Italy responded to the Austrian advances by presenting her counter-claims, and for more than a month the negotiations pursued a difficult and tedious course. It must be admitted that, everything considered, Italy's claims were not particularly exorbitant. She claimed (1) a more extended and more easily defendable frontier in the Trentino, but she refrained from demanding the cession of the entire region lying south of the Brenner, as she would have been justified in doing from a strategic point of view; (2) a new boundary on the Isonzo which would give her possession of the towns of Gradisca and Gorizia (she has since taken them by arms); (3) the cession of certain islands of the Curzolari group; (4) the withdrawal of Austrian pretensions in Albania and the acknowledgement of Italy's right to occupy the Dodecannesus and Vallona; (5) the formation of the city of Trieste, together with the adjacent judicial districts of Priano and Capo d'Istria, into an autonomous State, independent of both Italy and Austria. By such an arrangement Austria would have retained nearly the whole of the Istrian Peninsula, the cities of Pola and Fiume, the entire Dalmatian coast, and the majority of the Dalmatian Islands. But she refused to even consider Italy's proposed changes in the Adriatic, or to do more than slightly increase her offer in the Trentino. Italy therefore broke off negotiations, and on May 4, 1915, the alliance with Austria was denounced.

Prince von Buelow was now confronted with the complete failure of his mission of keeping Italy yoked to Austria and Germany. No one realized better than this suave and astute diplomatist that the bonds which still held together the three nations were about to break. He next endeavored, by methods verging on the unscrupulous, to create distrust of the Italian Government among the Italian people. A member of the Reichstag circulated stealthily among the deputies and journalists, flattering each in turn with the assumption that he alone was the man of the moment, and offering him, in the names of Germany and Austria, new concessions which had not been communicated to the Italian Cabinet. It was back-stairs diplomacy in its shadiest and most questionable form. The concessions thus unofficially promised consisted of the offer of a new frontier in the Trentino, and for Trieste an administrative but not a political autonomy. The Adriatic, it seems, was to remain as before. And these concessions were all hedged about by impossible restrictions, or were not to come into effect until after the war. Yet at one time these intrigues came perilously near to accomplishing their purpose. Matters were still further complicated by the activities and interference of a former Foreign Minister, Signor Giolitti, whose vanity had been flattered, and whose ambitions had been cleverly played upon by the Teutonic emissary. To fully understand the extraordinary nature of this proceeding, one must picture Count von Bernstorff, at the height of the submarine crisis, negotiating not with the Government of the United States, but with Mr. William Jennings Bryan!

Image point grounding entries
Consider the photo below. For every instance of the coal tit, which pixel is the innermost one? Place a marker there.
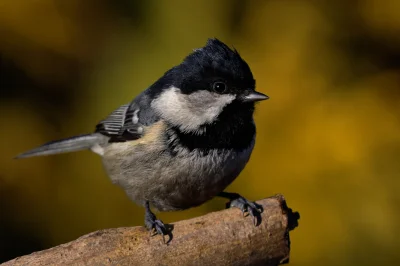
(183, 140)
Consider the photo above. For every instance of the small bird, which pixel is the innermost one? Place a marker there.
(183, 140)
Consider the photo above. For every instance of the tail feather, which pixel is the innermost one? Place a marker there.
(76, 143)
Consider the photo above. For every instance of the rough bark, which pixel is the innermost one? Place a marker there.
(219, 238)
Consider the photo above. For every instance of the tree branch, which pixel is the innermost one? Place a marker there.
(218, 238)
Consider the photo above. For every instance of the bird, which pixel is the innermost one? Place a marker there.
(182, 140)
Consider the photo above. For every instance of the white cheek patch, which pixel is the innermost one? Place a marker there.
(190, 111)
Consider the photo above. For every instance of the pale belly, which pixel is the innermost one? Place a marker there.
(171, 181)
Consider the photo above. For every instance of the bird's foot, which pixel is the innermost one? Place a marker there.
(154, 225)
(247, 207)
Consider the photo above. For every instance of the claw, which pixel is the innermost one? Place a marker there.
(247, 207)
(155, 226)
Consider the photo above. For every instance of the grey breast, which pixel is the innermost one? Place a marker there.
(146, 170)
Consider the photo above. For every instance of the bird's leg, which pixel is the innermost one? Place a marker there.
(153, 224)
(247, 207)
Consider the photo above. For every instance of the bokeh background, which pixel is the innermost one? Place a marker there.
(328, 138)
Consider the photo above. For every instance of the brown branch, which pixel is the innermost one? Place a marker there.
(218, 238)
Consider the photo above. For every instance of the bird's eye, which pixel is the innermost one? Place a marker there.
(219, 87)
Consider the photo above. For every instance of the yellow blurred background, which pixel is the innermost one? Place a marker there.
(328, 139)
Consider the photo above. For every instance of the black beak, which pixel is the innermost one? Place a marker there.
(254, 96)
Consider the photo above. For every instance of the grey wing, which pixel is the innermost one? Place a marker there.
(126, 123)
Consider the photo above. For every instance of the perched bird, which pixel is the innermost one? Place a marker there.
(183, 140)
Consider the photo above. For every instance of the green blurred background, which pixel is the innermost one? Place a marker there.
(328, 139)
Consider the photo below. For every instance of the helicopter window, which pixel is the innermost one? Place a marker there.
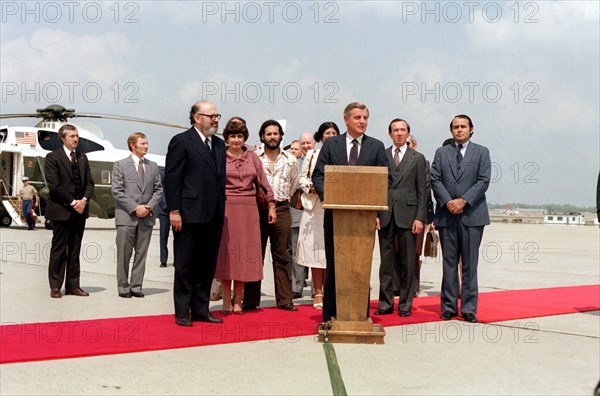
(50, 141)
(87, 146)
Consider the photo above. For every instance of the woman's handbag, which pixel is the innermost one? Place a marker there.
(261, 191)
(296, 199)
(432, 241)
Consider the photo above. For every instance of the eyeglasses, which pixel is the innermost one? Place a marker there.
(213, 117)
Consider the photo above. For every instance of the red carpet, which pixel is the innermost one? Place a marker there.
(63, 340)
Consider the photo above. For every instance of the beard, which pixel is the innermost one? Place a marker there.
(271, 145)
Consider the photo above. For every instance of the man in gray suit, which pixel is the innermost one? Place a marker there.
(407, 203)
(460, 176)
(137, 189)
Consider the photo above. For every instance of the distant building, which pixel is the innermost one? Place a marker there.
(576, 218)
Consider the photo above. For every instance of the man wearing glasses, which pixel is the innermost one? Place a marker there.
(194, 188)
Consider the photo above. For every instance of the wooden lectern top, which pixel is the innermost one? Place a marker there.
(356, 187)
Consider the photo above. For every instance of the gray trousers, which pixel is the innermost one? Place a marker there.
(460, 242)
(130, 239)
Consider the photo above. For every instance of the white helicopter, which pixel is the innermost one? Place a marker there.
(24, 150)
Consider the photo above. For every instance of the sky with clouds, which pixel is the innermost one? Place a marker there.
(526, 72)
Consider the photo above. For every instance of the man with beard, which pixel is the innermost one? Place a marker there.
(195, 193)
(281, 169)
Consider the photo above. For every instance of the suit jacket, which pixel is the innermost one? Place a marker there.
(194, 179)
(470, 182)
(60, 182)
(333, 152)
(128, 194)
(407, 197)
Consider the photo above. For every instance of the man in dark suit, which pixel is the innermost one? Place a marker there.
(137, 189)
(351, 148)
(195, 193)
(460, 176)
(70, 186)
(407, 203)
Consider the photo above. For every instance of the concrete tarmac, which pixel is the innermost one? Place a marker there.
(556, 355)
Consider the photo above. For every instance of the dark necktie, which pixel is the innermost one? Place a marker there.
(76, 176)
(353, 153)
(141, 173)
(397, 156)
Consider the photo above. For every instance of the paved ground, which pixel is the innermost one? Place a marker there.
(551, 355)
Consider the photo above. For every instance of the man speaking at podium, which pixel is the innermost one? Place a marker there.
(350, 148)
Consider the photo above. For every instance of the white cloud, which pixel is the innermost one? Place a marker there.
(54, 55)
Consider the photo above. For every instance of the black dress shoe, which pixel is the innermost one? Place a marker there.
(183, 322)
(248, 307)
(469, 317)
(206, 318)
(447, 315)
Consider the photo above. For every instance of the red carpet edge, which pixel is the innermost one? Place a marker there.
(27, 342)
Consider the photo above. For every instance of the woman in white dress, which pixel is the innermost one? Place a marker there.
(310, 251)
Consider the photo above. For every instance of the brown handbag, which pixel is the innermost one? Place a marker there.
(432, 241)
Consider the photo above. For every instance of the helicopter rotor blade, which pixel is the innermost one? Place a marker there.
(19, 115)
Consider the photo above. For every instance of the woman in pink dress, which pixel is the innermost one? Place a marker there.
(240, 258)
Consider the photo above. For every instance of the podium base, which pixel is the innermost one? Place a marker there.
(350, 332)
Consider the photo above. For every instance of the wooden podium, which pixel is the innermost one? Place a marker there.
(355, 194)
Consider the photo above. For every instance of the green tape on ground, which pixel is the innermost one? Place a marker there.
(335, 376)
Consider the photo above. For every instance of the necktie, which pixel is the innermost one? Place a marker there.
(353, 153)
(141, 173)
(397, 156)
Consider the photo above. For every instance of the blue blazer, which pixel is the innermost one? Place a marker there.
(469, 182)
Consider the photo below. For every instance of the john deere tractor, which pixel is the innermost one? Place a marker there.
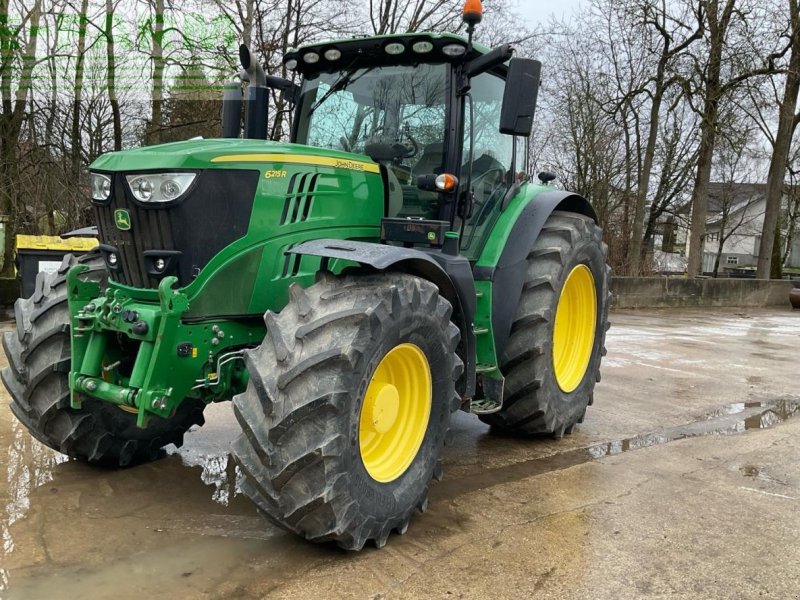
(349, 290)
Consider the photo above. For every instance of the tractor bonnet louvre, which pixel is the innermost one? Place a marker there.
(299, 198)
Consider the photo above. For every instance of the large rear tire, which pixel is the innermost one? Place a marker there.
(38, 354)
(348, 406)
(552, 359)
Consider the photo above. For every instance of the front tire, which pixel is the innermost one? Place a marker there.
(348, 406)
(552, 360)
(39, 357)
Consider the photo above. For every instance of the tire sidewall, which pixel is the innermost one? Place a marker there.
(381, 500)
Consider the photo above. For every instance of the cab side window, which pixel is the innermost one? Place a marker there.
(491, 159)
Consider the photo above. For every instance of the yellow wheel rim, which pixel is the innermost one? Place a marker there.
(574, 328)
(395, 413)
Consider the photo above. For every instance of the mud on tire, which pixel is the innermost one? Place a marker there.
(534, 402)
(38, 355)
(299, 448)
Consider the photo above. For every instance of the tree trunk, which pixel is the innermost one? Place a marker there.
(75, 137)
(637, 238)
(157, 56)
(111, 61)
(776, 264)
(11, 124)
(717, 28)
(780, 153)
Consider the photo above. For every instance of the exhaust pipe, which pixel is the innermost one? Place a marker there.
(232, 109)
(255, 116)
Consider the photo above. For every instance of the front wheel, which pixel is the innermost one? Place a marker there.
(552, 359)
(348, 406)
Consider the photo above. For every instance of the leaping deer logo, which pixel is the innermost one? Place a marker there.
(122, 219)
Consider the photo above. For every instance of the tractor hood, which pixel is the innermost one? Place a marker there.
(221, 153)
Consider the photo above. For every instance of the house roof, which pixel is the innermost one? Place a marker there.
(732, 194)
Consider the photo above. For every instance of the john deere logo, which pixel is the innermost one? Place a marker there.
(122, 219)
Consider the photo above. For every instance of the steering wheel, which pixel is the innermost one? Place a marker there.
(406, 150)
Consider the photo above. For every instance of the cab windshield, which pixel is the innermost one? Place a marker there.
(394, 114)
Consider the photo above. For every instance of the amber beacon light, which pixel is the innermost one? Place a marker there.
(473, 12)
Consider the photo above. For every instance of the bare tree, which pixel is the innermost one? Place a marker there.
(730, 42)
(13, 108)
(788, 119)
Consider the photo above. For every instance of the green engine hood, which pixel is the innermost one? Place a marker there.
(223, 153)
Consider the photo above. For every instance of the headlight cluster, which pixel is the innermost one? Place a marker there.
(101, 187)
(159, 187)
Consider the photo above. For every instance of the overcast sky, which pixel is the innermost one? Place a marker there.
(539, 11)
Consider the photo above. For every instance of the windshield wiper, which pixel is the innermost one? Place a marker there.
(340, 84)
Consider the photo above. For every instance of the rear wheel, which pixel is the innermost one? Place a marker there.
(38, 355)
(552, 359)
(348, 406)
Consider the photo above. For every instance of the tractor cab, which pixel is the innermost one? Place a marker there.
(430, 110)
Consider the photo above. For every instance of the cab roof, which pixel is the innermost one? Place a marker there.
(403, 48)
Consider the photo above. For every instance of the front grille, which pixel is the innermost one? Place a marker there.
(215, 213)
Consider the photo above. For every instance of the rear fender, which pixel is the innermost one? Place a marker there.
(508, 275)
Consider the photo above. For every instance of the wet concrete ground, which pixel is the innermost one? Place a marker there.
(684, 481)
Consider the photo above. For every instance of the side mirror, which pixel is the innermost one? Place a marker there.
(519, 98)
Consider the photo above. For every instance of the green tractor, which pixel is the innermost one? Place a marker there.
(349, 290)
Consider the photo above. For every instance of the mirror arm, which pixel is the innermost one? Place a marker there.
(489, 60)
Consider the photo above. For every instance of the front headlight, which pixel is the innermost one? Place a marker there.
(101, 187)
(159, 187)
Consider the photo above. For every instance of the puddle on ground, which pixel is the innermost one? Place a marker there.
(733, 418)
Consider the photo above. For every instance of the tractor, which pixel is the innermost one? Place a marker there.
(349, 290)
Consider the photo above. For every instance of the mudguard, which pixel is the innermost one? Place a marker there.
(451, 274)
(508, 275)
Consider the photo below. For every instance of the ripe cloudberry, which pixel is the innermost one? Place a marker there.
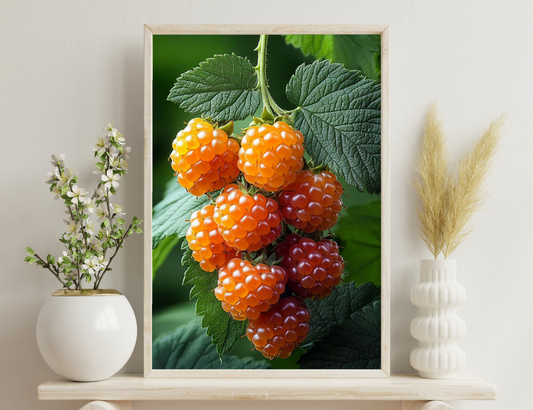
(276, 333)
(207, 244)
(271, 155)
(246, 290)
(312, 202)
(205, 159)
(314, 268)
(247, 223)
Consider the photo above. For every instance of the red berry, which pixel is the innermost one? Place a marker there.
(271, 155)
(207, 244)
(247, 223)
(276, 333)
(204, 159)
(312, 202)
(246, 290)
(314, 268)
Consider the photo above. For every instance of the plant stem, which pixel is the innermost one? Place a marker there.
(52, 269)
(97, 283)
(268, 101)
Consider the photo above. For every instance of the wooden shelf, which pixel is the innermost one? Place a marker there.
(397, 387)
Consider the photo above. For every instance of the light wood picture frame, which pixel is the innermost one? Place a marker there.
(290, 374)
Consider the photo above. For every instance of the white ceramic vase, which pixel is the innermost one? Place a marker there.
(437, 327)
(86, 336)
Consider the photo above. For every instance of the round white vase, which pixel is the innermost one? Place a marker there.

PROMPT 1 »
For the passage on Italy's 1915 negotiations with Austria, state whether each statement agrees with it. Answer yes or no for each, and quote the passage's deciding words exactly. (a) Italy demanded the cession of the entire region lying south of the Brenner. (b) The alliance with Austria was denounced on May 4, 1915. (c) The concessions unofficially promised offered Trieste political autonomy.
PROMPT 2 »
Write the next part of the passage on Italy's 1915 negotiations with Austria, starting after its final sentence about Count von Bernstorff and Mr. William Jennings Bryan.

EXERCISE RESULT 1 »
(a) No: "she refrained from demanding the cession of the entire region lying south of the Brenner"
(b) Yes: "on May 4, 1915, the alliance with Austria was denounced"
(c) No: "for Trieste an administrative but not a political autonomy"

EXERCISE RESULT 2 »
But, fortunately for the national honor, the Italian people, having had time to reflect what the future of Italy would be after the war, whatever its outcome, were they to be cut off from the only peoples in Europe with which they had spiritual sympathy, took things into their own hands. The storm of anger and indignation which swept the country rocked the Government to its foundations. The Salandra cabinet, which had resigned as a protest against the machinations of Giolitti, was returned to power. Through every city, town, and hamlet from Savoy to Sicily, thronged workmen, students, business and professional men, even priests and monks, waving the red-white-and-green banner and shouting the national watch-words "Italia Irredenta," and "Avanti Savoia!"

But there was a deeper cause underlying these great patriotic demonstrations than mere hatred of Austria. They were expressions of national resentment at the impotent and dependent role which Italy had played so long. D'Annunzio, in one of his famous addresses in May, 1915, put this feeling into words: "We will no longer be a museum of antiquities, a kind of hostelry, a pleasure resort, under a sky painted over with Prussian blue, for the benefit of international honeymooners."

The sentiment of the people was expressed by the Idea Nazionale, which on May 10 declared:

Italy desires war: (1) In order to obtain Trent, Trieste, and Dalmatia. The country desires it. A nation which has the opportunity to free its land should do so as a matter of imperative necessity.... (2) ... in order to conquer for ourselves a good strategic frontier in the North and East.... (3) ... because to-day, in the Adriatic, in the Balkan Peninsula, the Mediterranean, and Asia, Italy should have all the advantages it is possible for her to have, and without which her political, economic, and moral power would diminish in proportion as that of others increased.... If we would be a great Power we must accept certain obligations: one of them is war....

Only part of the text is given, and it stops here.